## Excerpted text
The USS Hornet–Featuring Apollo Mission Artifacts and WWII Flying Ace Dean Laird!
The USS Hornet–stationed in Alameda, CA. Of course this was…
The 70’s, the years of Apollo 13, The Jackson Five, bell-bottoms, Disco, Star Wars, and the Flight Attendant adventures of Penny Mabe Chambers!
Born to a father who’s love for flying began in WWII aboard an aircraft carrier and to a mother who’s love for travel abounded, most of Chambers earliest memories are from the back seat of her parent’s Beechcraft Bonanza.
Her father traded mechanic time in Walla Walla, Washington for flight training. After he got his ten hours in, he quit the job, flew the plane back to Compton, California and started his own flying club. Chambers, who had a history of suffering from airsickness, remembers asking her dad for a horse and getting the response, “horses are dirty, I’ll buy you a plane.”

## Provided information
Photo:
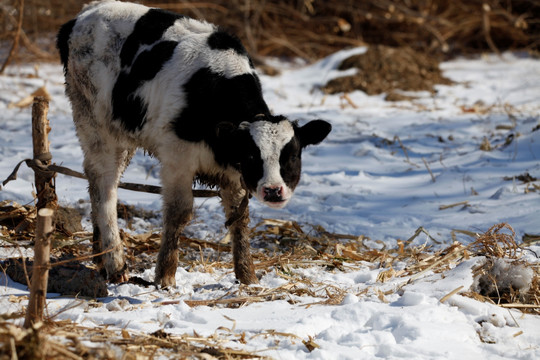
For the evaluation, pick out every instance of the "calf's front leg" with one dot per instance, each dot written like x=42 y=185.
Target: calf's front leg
x=235 y=203
x=177 y=211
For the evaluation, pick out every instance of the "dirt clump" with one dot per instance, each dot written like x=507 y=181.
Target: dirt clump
x=384 y=69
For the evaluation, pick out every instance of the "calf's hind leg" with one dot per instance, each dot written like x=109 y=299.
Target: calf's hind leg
x=103 y=166
x=177 y=210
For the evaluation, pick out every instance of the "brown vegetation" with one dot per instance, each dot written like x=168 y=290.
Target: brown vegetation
x=311 y=28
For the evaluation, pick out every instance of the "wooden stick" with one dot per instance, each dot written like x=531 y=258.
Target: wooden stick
x=16 y=37
x=40 y=269
x=45 y=186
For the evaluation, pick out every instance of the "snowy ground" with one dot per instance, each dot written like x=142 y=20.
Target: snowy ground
x=385 y=170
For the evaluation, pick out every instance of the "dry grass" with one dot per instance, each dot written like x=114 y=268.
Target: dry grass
x=289 y=248
x=311 y=29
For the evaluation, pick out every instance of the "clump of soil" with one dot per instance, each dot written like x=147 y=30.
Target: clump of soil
x=70 y=279
x=384 y=69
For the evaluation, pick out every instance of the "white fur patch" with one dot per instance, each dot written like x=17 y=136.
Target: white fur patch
x=271 y=138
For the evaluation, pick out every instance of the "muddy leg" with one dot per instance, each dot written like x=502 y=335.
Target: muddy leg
x=235 y=204
x=103 y=167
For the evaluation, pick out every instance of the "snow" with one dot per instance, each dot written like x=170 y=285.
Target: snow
x=371 y=178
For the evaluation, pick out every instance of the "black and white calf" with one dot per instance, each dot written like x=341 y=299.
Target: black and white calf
x=187 y=92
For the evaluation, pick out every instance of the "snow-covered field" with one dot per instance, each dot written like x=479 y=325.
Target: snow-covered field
x=385 y=170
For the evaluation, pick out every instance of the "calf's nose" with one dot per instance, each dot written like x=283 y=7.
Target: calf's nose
x=273 y=193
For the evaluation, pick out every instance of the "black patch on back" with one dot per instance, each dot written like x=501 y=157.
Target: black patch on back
x=290 y=162
x=148 y=29
x=127 y=107
x=62 y=40
x=212 y=98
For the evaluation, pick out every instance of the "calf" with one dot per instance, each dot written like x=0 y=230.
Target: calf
x=186 y=92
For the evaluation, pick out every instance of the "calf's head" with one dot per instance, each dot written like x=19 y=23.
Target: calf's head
x=268 y=154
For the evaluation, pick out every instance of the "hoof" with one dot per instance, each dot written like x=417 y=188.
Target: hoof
x=166 y=282
x=120 y=276
x=248 y=278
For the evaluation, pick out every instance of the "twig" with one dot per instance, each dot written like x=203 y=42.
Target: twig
x=16 y=38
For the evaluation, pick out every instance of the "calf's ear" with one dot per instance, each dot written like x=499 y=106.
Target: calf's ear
x=313 y=132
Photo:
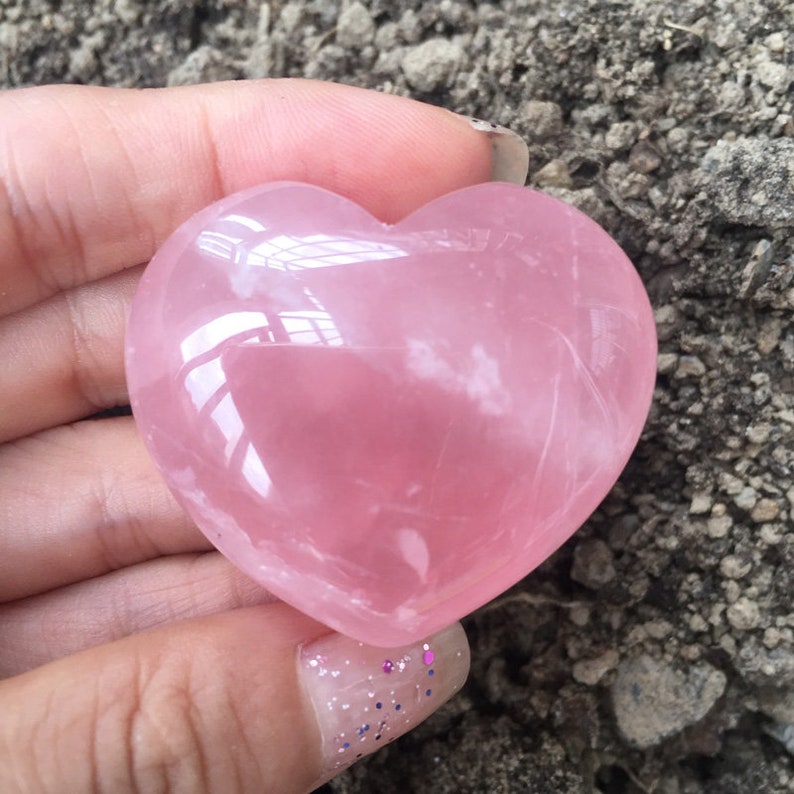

## Exercise instructions
a – Write out the USS Hornet text again, beginning at the words "The USS Hornet–stationed" and stopping after "Penny Mabe Chambers!", with "platform shoes" substituted for "bell-bottoms".
b – According to the USS Hornet text, where did Chambers's father trade mechanic time for flight training?
c – Continue the USS Hornet text from its last sentence.

## Results of the tasks
a –
The USS Hornet–stationed in Alameda, CA. Of course this was…
The 70’s, the years of Apollo 13, The Jackson Five, platform shoes, Disco, Star Wars, and the Flight Attendant adventures of Penny Mabe Chambers!

b – Walla Walla, Washington.

c –
She recalls many memories with her other two siblings sitting in the back of her father’s planes with her parents at the controls. Remembering one particular flight going from Long Beach to Palm Springs flying VFR. “When we came back into the L.A. basin the clouds had developed and we couldn’t land,” she said. They kept searching for alternate landing strips but with time and fuel getting critical, “my response as a little kid was to start throwing up,” said Chambers. Eventually they found a hole in the clouds and landed safely.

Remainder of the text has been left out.